* [Written task]
Count the lines in the items below that contain the string "pole", matching case exactly. Reply with the number only.

* [Records provided]
•••••
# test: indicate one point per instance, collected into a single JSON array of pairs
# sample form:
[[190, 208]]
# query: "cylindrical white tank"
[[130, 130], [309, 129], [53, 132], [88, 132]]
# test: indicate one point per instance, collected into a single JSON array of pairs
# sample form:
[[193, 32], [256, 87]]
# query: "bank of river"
•••••
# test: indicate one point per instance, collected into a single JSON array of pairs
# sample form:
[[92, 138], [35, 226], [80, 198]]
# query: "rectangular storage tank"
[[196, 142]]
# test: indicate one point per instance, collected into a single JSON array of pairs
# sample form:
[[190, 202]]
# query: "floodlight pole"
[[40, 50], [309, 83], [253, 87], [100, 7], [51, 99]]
•••••
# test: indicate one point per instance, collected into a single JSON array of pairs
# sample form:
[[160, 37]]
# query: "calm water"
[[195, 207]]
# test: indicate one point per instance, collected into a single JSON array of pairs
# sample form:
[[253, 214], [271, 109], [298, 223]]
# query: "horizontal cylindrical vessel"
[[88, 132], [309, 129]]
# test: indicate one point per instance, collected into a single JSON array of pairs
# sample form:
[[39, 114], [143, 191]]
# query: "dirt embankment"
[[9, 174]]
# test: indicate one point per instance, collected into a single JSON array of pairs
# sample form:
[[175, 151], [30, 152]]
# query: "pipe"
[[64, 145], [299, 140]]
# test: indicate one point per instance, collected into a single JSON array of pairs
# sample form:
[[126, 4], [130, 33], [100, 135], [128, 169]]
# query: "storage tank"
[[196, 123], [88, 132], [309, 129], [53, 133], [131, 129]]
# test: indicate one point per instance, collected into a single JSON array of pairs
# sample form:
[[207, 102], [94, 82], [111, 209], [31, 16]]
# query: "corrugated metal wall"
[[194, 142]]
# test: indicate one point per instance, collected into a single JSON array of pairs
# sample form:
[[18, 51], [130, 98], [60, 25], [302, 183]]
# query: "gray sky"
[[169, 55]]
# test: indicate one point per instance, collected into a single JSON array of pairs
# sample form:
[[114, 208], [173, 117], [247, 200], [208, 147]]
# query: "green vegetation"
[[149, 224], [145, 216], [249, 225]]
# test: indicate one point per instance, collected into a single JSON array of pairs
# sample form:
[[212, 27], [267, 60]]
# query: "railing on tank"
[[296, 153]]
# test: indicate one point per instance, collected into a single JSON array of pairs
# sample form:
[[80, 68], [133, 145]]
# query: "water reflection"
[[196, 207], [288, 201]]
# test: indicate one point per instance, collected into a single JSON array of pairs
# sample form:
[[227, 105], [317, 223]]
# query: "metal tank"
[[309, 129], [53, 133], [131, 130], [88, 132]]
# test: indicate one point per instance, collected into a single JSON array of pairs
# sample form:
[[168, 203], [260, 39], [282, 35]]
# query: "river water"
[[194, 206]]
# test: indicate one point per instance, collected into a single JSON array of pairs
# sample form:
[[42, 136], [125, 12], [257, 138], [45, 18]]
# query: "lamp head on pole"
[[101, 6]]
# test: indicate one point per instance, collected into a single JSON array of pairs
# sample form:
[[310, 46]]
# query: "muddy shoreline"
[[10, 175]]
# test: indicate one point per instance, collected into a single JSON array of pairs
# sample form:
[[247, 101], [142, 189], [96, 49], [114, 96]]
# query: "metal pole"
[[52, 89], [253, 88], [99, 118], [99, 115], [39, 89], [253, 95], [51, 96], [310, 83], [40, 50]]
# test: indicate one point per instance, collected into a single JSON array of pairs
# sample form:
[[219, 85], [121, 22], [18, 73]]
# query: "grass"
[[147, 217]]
•••••
* [Written response]
3